THE TASK: Reproduce the records below in full and exactly, without their images.

***

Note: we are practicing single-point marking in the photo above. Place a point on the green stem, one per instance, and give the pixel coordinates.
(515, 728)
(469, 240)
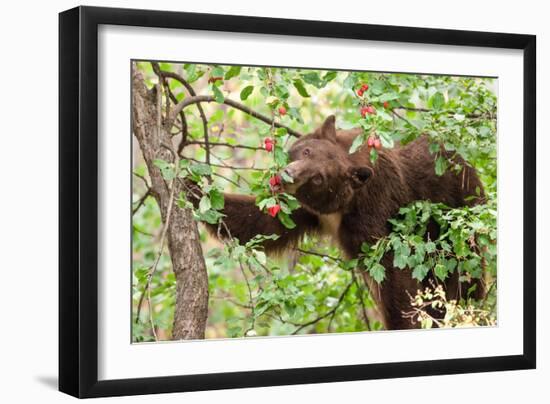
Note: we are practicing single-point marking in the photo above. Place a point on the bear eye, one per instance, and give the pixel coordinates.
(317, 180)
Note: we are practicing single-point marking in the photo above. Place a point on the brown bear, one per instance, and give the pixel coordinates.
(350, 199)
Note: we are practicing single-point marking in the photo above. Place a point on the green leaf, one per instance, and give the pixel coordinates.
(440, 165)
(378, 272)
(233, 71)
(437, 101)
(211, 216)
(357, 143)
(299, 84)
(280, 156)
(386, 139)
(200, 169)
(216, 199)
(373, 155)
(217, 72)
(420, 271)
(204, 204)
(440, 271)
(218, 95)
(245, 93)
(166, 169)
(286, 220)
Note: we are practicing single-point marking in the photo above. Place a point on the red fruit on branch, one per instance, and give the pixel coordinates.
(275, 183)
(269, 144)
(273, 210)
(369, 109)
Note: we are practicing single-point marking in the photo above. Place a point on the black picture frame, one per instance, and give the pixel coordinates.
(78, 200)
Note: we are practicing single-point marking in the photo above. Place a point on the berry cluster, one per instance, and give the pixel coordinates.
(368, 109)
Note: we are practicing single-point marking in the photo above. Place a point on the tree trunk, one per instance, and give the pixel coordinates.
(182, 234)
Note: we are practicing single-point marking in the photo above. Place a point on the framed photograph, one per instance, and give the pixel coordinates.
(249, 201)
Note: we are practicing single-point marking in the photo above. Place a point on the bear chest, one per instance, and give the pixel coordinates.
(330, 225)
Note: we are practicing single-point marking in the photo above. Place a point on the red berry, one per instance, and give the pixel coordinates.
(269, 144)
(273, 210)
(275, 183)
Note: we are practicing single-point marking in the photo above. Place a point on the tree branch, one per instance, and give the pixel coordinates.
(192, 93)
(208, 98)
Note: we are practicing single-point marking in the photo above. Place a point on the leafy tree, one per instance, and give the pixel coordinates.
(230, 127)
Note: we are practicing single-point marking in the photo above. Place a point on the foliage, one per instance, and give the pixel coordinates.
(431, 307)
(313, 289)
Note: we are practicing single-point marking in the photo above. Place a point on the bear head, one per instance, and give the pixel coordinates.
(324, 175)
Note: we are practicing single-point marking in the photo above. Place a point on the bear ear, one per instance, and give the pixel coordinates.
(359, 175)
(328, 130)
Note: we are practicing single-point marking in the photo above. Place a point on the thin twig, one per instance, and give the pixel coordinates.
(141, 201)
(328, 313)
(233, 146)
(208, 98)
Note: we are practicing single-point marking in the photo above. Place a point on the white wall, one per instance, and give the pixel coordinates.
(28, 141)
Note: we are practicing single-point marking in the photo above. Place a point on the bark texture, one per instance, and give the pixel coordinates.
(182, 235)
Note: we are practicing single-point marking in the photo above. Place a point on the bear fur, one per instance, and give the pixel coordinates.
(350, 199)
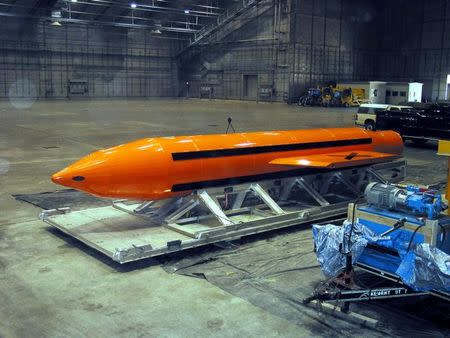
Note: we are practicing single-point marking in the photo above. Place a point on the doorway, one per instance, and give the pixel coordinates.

***

WRITTEN RESPONSE:
Note: we are practicing single-point marking in the photo above. Place a point on the green stem, one per instance, and give the pixel coordinates.
(515, 728)
(469, 240)
Note: we are practicing single-point marking in the photo above. Place a point on the bear eye, one per instance, and give the pixel coordinates.
(317, 180)
Note: we are practicing single-point marking in the photo above. Place a point on the brown bear, one per instance, and give the pixel coordinates.
(350, 199)
Note: we are practicing single-point marking in the photo above. Place a point on the green leaf, one per instance, and give the pixel coordinates.
(440, 165)
(378, 272)
(233, 71)
(437, 101)
(211, 216)
(357, 143)
(299, 84)
(280, 156)
(386, 139)
(200, 169)
(216, 199)
(373, 155)
(217, 72)
(420, 271)
(204, 204)
(440, 271)
(218, 95)
(245, 93)
(166, 169)
(286, 220)
Note: we are practicing single-point marking in the photo above. Place a point on the red fruit on branch, one per instance, and give the pixel coordinates.
(275, 183)
(269, 144)
(273, 210)
(369, 109)
Note: we are practicing single-point marking in the photo above. Place a point on the black picture frame, one per instance, and give the pixel coordinates.
(78, 200)
Note: we are practicing single-point marking in the photo above. Place a point on the berry cluster, one per instance, and give the pixel coordinates.
(368, 109)
Note: we are practicing single-point marking in the photo above. Place a point on the tree trunk, one per instance, and give the pixel coordinates.
(182, 234)
Note: we are practicing single-point marking in the photo above. Place a point on the framed photograph, one per instance, and give the pixel coordinates.
(249, 201)
Note: we are practicing single-point marking in the photo above. Place a point on the bear chest, one per instance, and give the pixel coordinates.
(330, 225)
Note: we are practicing single-point marking in the photo above. Place a point on the red berry, one per instance, and give the pixel coordinates.
(269, 144)
(273, 210)
(275, 183)
Note: we are practicing single-point marking in the photo above. Place a point on the tree branch, one per instance, and give the pixel coordinates.
(192, 93)
(208, 98)
Note: we are practicing single-point marking in the photo above. Place a point on the leafy tree, one per instance, and give the pixel coordinates.
(230, 127)
Note: we are practicing single-point marking in the photo above. Place a point on the foliage, one per instance, and give the pixel coordinates.
(431, 307)
(313, 289)
Note: we are practicing single-point marking in the photo above. Place a point on the bear head, one per instance, and give the pixel coordinates.
(324, 175)
Note: we are practicing single-point marking in the photo above. Place a point on the bear ear, one per instance, and give the pixel coordinates.
(359, 175)
(328, 130)
Note: we are practicing single-point marking in the photo above. Place a point on the thin twig, one per instance, and give the pixel coordinates.
(141, 201)
(328, 313)
(233, 146)
(208, 98)
Note: we are practicing single-point marking in the photo above. Place a point on the white wall, one per instance, and give the pixel coordinates.
(28, 141)
Note: we are practicing single-point marking in the photo above. Place a point on the bark texture, one per instance, and give the pixel coordinates.
(182, 235)
Note: we are practicing single-point marking in the photo above. Place a point on the bear fur, one per instance, and give the pixel coordinates.
(350, 199)
Note: we are practicing single-point marking in the photo above. Place a point on the doorway, one per instance, and give the pixel coordinates.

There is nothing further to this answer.